───── TEXTAUSZUG

„Alles digital außer Hochzeit und Scheidung“

SW/Dr.S-W – 10/2017

Eine hochrangig besetzte Konferenz der estnischen Ratspräsidentschaft widmete sich am 13. und 14. September ausführlich der „Zukunft der Arbeit“. Thematisch wurden drei Komplexe behandelt: Zukunft der Arbeit, Zukunft der Bildung und Zukunft der öffentlichen digitalen Verwaltung. Hier ist Estland tatsächlich in jeder Hinsicht ein Vorreiter. 

 

Die Hintergründe der zurückliegenden Entwicklungen der Arbeitsbeziehungen hatte EUROFOUND für die Konferenz aufgearbeitet. Im Großen und Ganzen sei – was auch von anderen Teilnehmern bestätigt wurde – der Anteil selbständiger Erwerbstätigkeit sowie der einzelnen Formen atypischer Beschäftigung am gesamten Arbeitsvolumen seit 2005 europaweit relativ stabil. Nur in Großbritannien und den Niederlanden sei ein signifikanter Anstieg selbständiger Arbeit festzustellen. Auffällig sei dagegen eine Neu-Ausrichtung und Differenzierung der Arbeitsformen innerhalb der Gruppe der Selbständigen. Der wachsende Anteil der Solo-Selbständigen sowie die Arbeit über elektronische Plattformen seien herausragende Beispiele, wobei allerdings die meisten Plattform-Arbeiter nur Nebeneinkünfte aus dieser Tätigkeit bezögen. 

Was bedeutet der technische Wandel für die Zukunft der Arbeitswelt?

Es bestand weitgehend Konsens, dass viele alte Jobs verschwinden und viele neue entstehen, ohne dass man die Effekte im Zeitablauf zuverlässig quantifizieren kann. Neue Fertigkeiten und Fähigkeiten sind gefragt. Wie soll man mit dem Wandel umgehen? Hierbei gilt es vor allem zwei Probleme zu bewältigen: Die nachhaltige Sicherung der Finanzierung der sozialen Absicherung und die Anpassung des Inhalts genau dieser Absicherung.

──────────

- [AUFGABENSTELLUNG] Gib aus dem Text über die Zukunft der Arbeit die Stelle von „Die Hintergründe der“ bis einschließlich „dieser Tätigkeit bezögen.“ wortgetreu wieder.

───── GEGEBENE INFORMATIONEN

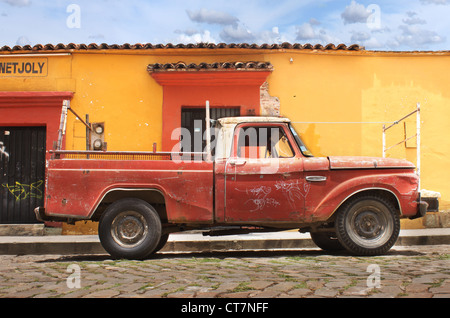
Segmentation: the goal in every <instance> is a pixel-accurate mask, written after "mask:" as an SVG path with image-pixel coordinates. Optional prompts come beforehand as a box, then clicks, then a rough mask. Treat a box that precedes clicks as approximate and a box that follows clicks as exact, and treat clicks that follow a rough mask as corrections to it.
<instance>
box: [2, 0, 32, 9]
mask: <svg viewBox="0 0 450 318" xmlns="http://www.w3.org/2000/svg"><path fill="white" fill-rule="evenodd" d="M1 1H2V2H6V3H7V4H9V5H12V6H14V7H26V6H29V5H30V4H31V1H30V0H1Z"/></svg>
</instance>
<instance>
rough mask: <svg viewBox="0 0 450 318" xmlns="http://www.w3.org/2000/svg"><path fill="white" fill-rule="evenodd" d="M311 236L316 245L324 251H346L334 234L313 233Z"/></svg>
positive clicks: (314, 243)
mask: <svg viewBox="0 0 450 318" xmlns="http://www.w3.org/2000/svg"><path fill="white" fill-rule="evenodd" d="M309 234H310V235H311V239H312V240H313V242H314V244H316V245H317V246H318V247H320V248H321V249H323V250H324V251H341V250H343V249H345V248H344V247H343V246H342V244H341V242H339V240H338V239H337V238H336V234H334V233H327V232H311V233H309Z"/></svg>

──────────

- [MUSTERLÖSUNG]
Die Hintergründe der zurückliegenden Entwicklungen der Arbeitsbeziehungen hatte EUROFOUND für die Konferenz aufgearbeitet. Im Großen und Ganzen sei – was auch von anderen Teilnehmern bestätigt wurde – der Anteil selbständiger Erwerbstätigkeit sowie der einzelnen Formen atypischer Beschäftigung am gesamten Arbeitsvolumen seit 2005 europaweit relativ stabil. Nur in Großbritannien und den Niederlanden sei ein signifikanter Anstieg selbständiger Arbeit festzustellen. Auffällig sei dagegen eine Neu-Ausrichtung und Differenzierung der Arbeitsformen innerhalb der Gruppe der Selbständigen. Der wachsende Anteil der Solo-Selbständigen sowie die Arbeit über elektronische Plattformen seien herausragende Beispiele, wobei allerdings die meisten Plattform-Arbeiter nur Nebeneinkünfte aus dieser Tätigkeit bezögen.